Work to complete: What lines in the data below mention the string "patch"? Copy them out.

Records for this task:

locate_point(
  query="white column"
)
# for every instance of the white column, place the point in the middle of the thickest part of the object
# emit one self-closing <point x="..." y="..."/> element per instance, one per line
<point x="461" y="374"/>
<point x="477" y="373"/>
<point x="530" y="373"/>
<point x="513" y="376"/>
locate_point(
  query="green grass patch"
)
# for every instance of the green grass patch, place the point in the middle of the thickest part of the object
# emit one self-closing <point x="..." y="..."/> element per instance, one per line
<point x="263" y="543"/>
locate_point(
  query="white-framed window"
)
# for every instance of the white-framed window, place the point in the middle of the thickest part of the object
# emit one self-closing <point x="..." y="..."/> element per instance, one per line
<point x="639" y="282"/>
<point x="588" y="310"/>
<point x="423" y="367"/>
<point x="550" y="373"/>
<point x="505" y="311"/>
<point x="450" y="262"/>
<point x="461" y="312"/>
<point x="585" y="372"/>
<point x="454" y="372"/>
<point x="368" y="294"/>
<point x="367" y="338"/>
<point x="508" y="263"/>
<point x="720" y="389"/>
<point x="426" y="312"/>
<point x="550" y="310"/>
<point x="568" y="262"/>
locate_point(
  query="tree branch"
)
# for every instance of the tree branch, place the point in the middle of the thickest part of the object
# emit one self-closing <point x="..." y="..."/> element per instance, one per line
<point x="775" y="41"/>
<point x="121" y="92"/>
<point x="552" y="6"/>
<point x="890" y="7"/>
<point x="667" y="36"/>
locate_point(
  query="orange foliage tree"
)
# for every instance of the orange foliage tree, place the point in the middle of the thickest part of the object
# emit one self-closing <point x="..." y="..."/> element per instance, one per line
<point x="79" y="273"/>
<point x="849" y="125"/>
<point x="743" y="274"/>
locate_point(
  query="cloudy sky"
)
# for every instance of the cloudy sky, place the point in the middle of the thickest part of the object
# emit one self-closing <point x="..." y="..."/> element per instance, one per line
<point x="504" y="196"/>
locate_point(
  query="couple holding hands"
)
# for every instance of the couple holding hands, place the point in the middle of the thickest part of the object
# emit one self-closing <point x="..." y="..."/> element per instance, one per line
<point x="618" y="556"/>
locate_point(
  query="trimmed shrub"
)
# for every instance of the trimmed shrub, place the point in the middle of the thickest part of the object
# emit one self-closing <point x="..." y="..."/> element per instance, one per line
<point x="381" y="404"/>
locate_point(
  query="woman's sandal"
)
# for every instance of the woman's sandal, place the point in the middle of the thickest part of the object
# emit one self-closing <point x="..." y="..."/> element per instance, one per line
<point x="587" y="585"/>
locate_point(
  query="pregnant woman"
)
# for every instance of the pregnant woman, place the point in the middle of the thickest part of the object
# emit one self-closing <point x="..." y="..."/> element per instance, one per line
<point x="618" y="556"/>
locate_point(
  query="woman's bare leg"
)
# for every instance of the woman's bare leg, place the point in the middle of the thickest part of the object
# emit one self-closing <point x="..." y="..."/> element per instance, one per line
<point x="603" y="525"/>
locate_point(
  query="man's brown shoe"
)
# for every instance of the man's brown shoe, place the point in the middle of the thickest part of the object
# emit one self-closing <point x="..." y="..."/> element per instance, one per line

Response area:
  query="green grass patch"
# for every instance of the green grass patch, place the point in the middle of the thickest part of the object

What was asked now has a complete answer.